(PROVIDED INFORMATION):
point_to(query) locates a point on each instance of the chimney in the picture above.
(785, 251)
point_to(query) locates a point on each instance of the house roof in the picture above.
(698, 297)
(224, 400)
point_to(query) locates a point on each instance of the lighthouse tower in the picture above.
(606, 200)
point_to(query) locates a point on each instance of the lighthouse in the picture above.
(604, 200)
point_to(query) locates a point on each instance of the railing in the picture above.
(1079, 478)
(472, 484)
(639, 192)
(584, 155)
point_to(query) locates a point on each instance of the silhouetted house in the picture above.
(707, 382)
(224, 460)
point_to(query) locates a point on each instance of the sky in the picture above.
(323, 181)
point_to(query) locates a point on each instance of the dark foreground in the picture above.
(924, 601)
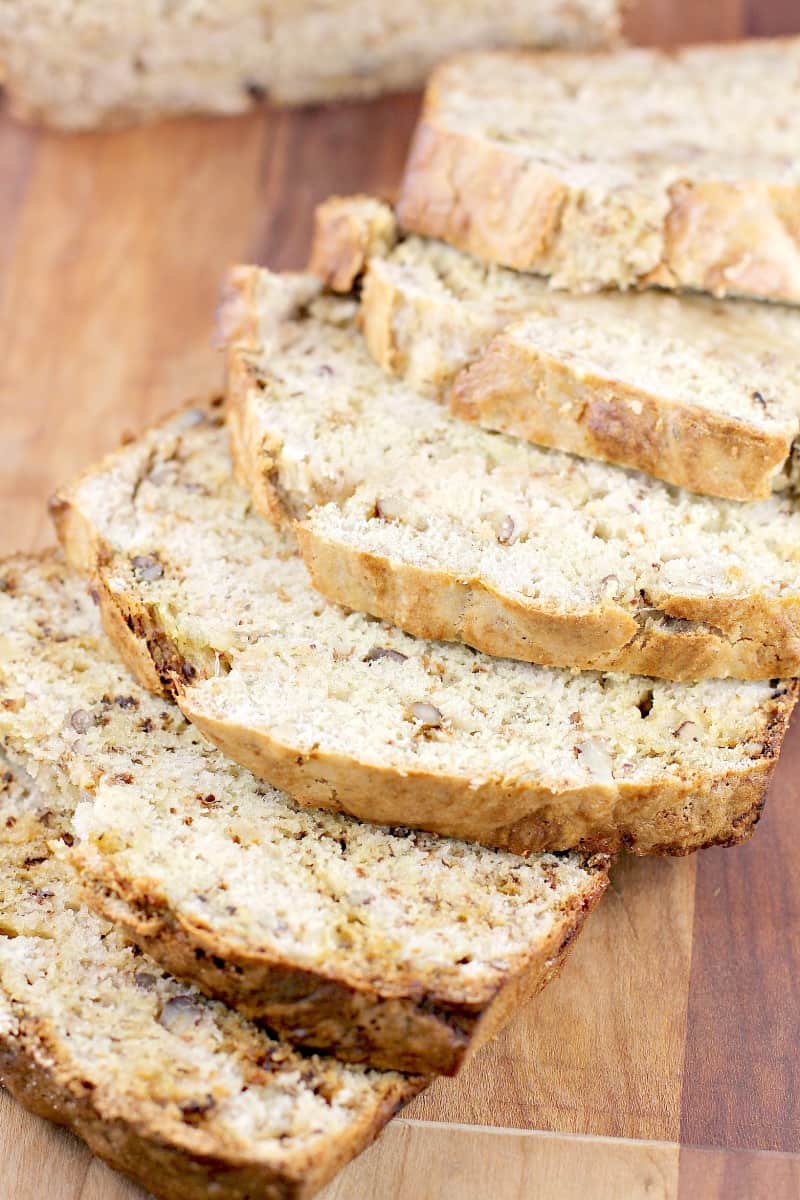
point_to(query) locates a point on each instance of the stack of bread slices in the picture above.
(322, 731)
* * *
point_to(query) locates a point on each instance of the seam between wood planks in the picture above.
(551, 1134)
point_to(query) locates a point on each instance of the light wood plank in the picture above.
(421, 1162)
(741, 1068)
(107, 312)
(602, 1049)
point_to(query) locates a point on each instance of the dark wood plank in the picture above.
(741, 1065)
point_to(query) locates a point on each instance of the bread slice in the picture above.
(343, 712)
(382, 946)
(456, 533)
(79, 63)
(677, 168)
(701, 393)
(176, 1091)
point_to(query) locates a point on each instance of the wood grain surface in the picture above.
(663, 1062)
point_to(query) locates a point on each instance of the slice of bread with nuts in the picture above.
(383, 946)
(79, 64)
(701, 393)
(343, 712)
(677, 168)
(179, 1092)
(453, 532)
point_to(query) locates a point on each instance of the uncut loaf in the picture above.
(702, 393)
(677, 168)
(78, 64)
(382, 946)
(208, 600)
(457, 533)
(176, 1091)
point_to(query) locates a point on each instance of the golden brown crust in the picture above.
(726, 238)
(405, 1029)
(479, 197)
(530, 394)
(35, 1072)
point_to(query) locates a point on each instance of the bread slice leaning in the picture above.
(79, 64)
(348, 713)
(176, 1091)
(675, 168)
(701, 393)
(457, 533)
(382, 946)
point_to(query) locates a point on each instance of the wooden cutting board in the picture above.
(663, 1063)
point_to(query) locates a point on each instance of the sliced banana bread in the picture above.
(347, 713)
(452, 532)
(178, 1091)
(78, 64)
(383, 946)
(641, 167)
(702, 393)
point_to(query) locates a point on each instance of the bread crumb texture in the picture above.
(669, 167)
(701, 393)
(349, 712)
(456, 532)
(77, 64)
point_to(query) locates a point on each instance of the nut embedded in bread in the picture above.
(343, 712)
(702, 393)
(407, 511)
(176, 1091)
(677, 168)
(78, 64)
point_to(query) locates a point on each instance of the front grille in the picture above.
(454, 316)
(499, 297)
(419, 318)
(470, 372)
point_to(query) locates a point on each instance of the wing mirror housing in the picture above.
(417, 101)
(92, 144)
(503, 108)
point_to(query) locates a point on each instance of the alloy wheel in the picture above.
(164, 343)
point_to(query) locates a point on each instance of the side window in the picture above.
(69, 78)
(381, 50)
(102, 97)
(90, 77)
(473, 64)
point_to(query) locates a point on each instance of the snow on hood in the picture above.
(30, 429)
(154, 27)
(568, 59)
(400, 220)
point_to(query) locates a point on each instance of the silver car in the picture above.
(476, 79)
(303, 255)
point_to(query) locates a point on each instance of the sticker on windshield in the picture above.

(ACTIVITY): For this exercise, please output exactly the lines above starting at the line with "point_to(query) locates a point on each instance of the uncut" and ending at the line with "point_to(query) locates a point on each instance of the sticker", ends included.

(RESULT):
point_to(query) locates a point on each instance of the uncut loaf in the picture above.
(702, 393)
(677, 168)
(78, 64)
(382, 946)
(208, 600)
(457, 533)
(176, 1091)
point_to(query) locates a point on each instance of the golden brown crust in the picture above.
(726, 238)
(405, 1029)
(479, 197)
(530, 394)
(35, 1072)
point_to(query) locates a point on each instance of the bread slice leaning in the picture above.
(79, 64)
(348, 713)
(176, 1091)
(675, 168)
(701, 393)
(457, 533)
(382, 946)
point_to(query) locates a point on each instance of the wooden cutting board in the picture above.
(663, 1063)
point_to(query) locates a point on each instance of the sliced banana bread in the picture above.
(347, 713)
(452, 532)
(178, 1091)
(78, 64)
(383, 946)
(641, 167)
(702, 393)
point_to(query) locates a point on each instance of the bread crumb texture in the picture above.
(669, 167)
(701, 393)
(349, 712)
(456, 532)
(77, 64)
point_to(query) locates a point on each instance of the nut embedded in bread in the picture above.
(343, 712)
(702, 393)
(407, 511)
(176, 1091)
(677, 168)
(78, 64)
point_to(query) locates a point on each instance of the front grille in the picture above.
(454, 316)
(499, 297)
(419, 318)
(470, 372)
point_to(query) locates a point on each instance of the wing mirror housing in the picture above.
(417, 101)
(92, 144)
(503, 108)
point_to(query) locates a point on each instance of the alloy wheel in the picture above.
(164, 343)
point_to(query) locates a point on each instance of the side window in the picture above.
(69, 78)
(381, 50)
(102, 97)
(90, 77)
(473, 64)
point_to(query) locates a point on each instance of the snow on hood in the picture above.
(30, 429)
(154, 27)
(568, 59)
(400, 220)
point_to(query) locates a point on each instance of the silver car in the picture above.
(476, 79)
(303, 255)
point_to(query) locates a point on each instance of the sticker on windshield in the picture above.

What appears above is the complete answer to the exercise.